■ Leestekst
● ● ● ● ●

Citaat:
Miess schreef op 14-05-2003 @ 18:46:
Een leerling vroeg mij vandaag tijdens een tussenuur iets over de naamgeving van alkanen. Het is voor mij inmiddels alweer bijna drie jaar geleden dat ik zelf VWO eindexamen in scheikunde deed en scheikunde is altijd mijn minst favoriete examenvak geweest (zéér zacht uitgedrukt), dus helaas moest ik hem het antwoord schuldig blijven. Op de één of andere manier ben ik me er vanmiddag toch even in gaan verdiepen (jeugd trauma's ophalen) en ik vroeg me af hoe het volgende ook alweer zat:
Bij de naamgeving van een koolwaterstof (alkaan/alkeen/alkyn, etc) kom je karakteristieke zijgroepen tegen. Maar wanneer gebruik je ook al weer -carbonzuur ipv. -zuur voor de zijgroep -COOH, wanneer amine- ipv. amino voor de zijgroep -NH2 en wanneer -ol ipv. -hydroxy voor de zijgroep -OH bij de naamgeving van koolwaterstoffen?.

● ● ● ● ●

■ Invoer

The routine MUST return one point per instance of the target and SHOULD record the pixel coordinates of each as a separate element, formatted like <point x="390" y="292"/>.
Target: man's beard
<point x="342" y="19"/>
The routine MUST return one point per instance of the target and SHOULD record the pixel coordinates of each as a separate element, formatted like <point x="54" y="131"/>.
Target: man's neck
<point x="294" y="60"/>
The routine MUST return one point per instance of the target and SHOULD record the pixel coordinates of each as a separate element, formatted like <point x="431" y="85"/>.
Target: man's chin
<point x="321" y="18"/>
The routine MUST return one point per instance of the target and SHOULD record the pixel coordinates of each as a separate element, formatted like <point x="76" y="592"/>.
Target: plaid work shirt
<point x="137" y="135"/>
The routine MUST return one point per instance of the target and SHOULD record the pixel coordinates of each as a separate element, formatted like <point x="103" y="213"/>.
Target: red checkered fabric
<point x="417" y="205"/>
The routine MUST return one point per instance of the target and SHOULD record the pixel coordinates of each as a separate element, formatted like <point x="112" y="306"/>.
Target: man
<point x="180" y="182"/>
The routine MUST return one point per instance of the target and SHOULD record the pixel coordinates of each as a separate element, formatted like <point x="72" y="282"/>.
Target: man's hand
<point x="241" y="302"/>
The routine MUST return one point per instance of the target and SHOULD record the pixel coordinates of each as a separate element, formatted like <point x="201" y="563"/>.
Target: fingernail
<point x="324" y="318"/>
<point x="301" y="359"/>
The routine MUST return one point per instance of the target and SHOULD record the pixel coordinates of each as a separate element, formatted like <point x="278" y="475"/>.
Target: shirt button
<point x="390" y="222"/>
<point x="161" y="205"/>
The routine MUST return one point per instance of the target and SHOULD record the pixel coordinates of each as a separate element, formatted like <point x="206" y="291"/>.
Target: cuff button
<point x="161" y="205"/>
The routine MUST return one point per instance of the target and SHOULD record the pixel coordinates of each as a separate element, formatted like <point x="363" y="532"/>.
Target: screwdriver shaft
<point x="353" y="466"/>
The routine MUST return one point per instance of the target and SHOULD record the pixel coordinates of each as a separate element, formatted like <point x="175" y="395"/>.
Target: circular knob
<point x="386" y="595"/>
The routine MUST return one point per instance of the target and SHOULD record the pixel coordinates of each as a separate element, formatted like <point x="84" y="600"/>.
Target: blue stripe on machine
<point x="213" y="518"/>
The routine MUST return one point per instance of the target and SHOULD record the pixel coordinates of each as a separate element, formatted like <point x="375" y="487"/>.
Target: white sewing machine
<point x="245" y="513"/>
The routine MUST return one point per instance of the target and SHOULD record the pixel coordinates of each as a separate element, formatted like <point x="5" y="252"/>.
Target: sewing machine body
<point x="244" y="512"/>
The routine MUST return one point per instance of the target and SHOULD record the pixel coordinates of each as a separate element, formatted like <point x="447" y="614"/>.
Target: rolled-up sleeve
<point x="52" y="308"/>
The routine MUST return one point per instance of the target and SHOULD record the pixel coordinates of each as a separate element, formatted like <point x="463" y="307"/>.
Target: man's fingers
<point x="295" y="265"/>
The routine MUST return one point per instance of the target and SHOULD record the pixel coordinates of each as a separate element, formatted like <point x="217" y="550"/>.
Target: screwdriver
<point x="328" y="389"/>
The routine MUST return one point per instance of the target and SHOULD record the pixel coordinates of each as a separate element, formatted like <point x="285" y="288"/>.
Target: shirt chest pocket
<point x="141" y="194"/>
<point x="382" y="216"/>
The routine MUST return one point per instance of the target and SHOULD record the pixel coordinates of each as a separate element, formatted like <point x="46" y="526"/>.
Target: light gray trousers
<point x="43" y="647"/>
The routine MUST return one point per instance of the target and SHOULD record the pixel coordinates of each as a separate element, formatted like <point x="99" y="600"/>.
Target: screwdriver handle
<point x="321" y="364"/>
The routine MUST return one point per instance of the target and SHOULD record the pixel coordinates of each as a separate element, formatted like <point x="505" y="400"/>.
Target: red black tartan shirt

● ● ● ● ●

■ Opdrachten
**a)** Selecteer in de invoer elke regel waarin het woord "machine" voorkomt en neem die regels ongewijzigd over.
**b)** Vervolg de leestekst over de naamgeving van koolwaterstoffen, aansluitend op de laatste zin.

■ Antwoorden per opdracht
**a)**
Target: blue stripe on machine
Target: white sewing machine
Target: sewing machine body

**b)**
Ik ben er toch wel weer benieuwd naar, ondanks dat ik gigantisch blij ben dat ik van scheikunde af ben.
|
1. je gebruikt carbonzuur, als de groep COOH een aparte zijgroep is.
als je bijvoorbeeld butaanzuur hebt, is het 'C'-atoom van de COOH-groep een van de 4 koolstofatomen van buteen. dus in totaal 4 koolstofatomen
bij 2-butaancarbonzuur zit er een aparte COOH-groep aan het 2e koolstofatoom. dus in totaal 5 koolstofatomen.
2. amine is het achtervoegsel van de karakteristieke NH2-groep.
dus als deze groep het belangrijkste is, gebruik je amine als achtervoegsel. bijvoorbeeld 1-butaanamine.
is de deze groep niet het belangrijkste, gebruik je amino als voorvoegsel. bijvoorbeeld 1-aminobutaanzuur.
welke groep het belangrijkste is kun je in tabel 103 opzoeken. daar staan ze ergens op volgorde.
3. voor de alcoholen geldt hetzelfde. is de OH-groep het belangrijkste, krij je achtervoegsel -ol, zoals butanol.
is deze groep niet het belangrijkste krijg je voorvoegsel hydroxy
zoals 2-hydroxybutaanzuur.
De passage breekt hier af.